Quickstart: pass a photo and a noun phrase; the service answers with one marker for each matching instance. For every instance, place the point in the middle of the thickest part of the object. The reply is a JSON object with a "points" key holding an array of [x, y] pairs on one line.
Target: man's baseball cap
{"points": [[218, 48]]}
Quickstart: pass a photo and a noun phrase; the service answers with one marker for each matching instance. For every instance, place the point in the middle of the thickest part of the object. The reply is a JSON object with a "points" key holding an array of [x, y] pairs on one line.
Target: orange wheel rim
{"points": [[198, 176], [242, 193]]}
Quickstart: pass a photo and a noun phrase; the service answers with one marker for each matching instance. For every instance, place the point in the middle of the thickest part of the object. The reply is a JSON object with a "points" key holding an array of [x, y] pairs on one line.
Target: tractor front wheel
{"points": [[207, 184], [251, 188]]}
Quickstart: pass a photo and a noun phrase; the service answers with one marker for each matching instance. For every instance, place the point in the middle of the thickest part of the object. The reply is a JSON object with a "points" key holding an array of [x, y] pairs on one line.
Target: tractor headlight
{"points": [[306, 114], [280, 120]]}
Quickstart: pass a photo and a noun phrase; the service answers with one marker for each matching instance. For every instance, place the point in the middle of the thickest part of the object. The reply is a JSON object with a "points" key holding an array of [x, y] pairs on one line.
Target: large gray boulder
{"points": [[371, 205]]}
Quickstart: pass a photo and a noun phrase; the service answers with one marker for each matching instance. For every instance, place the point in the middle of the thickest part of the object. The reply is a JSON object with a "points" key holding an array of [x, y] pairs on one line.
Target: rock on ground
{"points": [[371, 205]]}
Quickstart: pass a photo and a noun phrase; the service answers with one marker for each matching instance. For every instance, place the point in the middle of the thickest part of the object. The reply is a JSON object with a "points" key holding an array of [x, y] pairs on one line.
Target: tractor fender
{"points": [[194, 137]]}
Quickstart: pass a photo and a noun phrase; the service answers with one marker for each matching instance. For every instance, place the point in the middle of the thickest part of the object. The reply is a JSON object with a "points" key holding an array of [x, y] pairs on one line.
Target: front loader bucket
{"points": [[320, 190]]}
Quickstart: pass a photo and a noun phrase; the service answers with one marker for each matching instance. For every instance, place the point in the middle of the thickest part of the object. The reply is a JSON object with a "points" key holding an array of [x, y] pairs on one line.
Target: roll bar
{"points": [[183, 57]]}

TASK ITEM — Would you give the material above again, complete and exact?

YOUR SOLUTION —
Quickstart: pass a photo and a noun phrase; the service answers with one marker for each matching instance. For every instance, place the point in the middle of the thickest part of the object. The reply is a JSON object with a "points" key holding an array of [x, y] pairs on one line.
Target: man's baseball cap
{"points": [[218, 48]]}
Quickstart: pass a photo and a noun phrase; the service answers with one marker for each matching instance. For every instance, place the point in the middle of the thickest part of the object. The reply is a JSON object with a "points" key holding an array of [x, y] pairs on one line.
Target: orange wheel rim
{"points": [[198, 176], [242, 193]]}
Quickstart: pass a photo and a noun phrase; the service answers with one marker for each matching instance. For every instance, place the point in the middle of the thickest part of the object. The reply is a JSON object with a "points" key holding an array of [x, y] pairs on one line.
Target: tractor front wheel
{"points": [[207, 184], [251, 188]]}
Quickstart: pass a photo and a noun phrase; the service answers with one marker for each matching instance. For every instance, place the point in the middle of the thickest part of the object. The reply is a JSON object with a "points" key holding an array of [x, y] pairs on one line.
Target: tractor headlight
{"points": [[306, 114], [280, 120]]}
Quickstart: pass a photo and a noun phrase; the service answers with one marker for each matching instance. For every instance, place the point in the middle of the thickest part of the object. The reply is a JSON object with a "points" key holding an array of [x, y] pairs on one line.
Target: large gray boulder
{"points": [[371, 205]]}
Quickstart: pass a photo and a noun phrase; the service answers with one marker for each matching instance. For every instance, place the point in the middle of the thickest part of the object. The reply is a JSON object with a "points" key holding an array of [x, y] pairs on one line.
Target: rock on ground
{"points": [[371, 205]]}
Quickstart: pass a photo and a noun phrase; the service answers with one marker for each matching instance. For every instance, place the point in the middle of the thickest part of the object. The reply is a JSON object with a "points" key holding an array of [x, y] pairs on one line.
Target: tractor fender
{"points": [[194, 137]]}
Quickstart: pass a photo and a noun phrase; the service answers with one marker for each matching instance. For every instance, place the point in the middle of the thickest part of the object. The reply is a JSON object with a "points" key holding an array of [x, y] pairs on one line.
Target: front loader bucket
{"points": [[320, 190]]}
Quickstart: pass a photo and a noun phrase; the service answers with one marker for each matching instance. For every instance, place the point in the middle of the thickest part of the object. The reply is a JSON object with a "points" key holding an array of [x, y] pairs on one line.
Target: roll bar
{"points": [[183, 57]]}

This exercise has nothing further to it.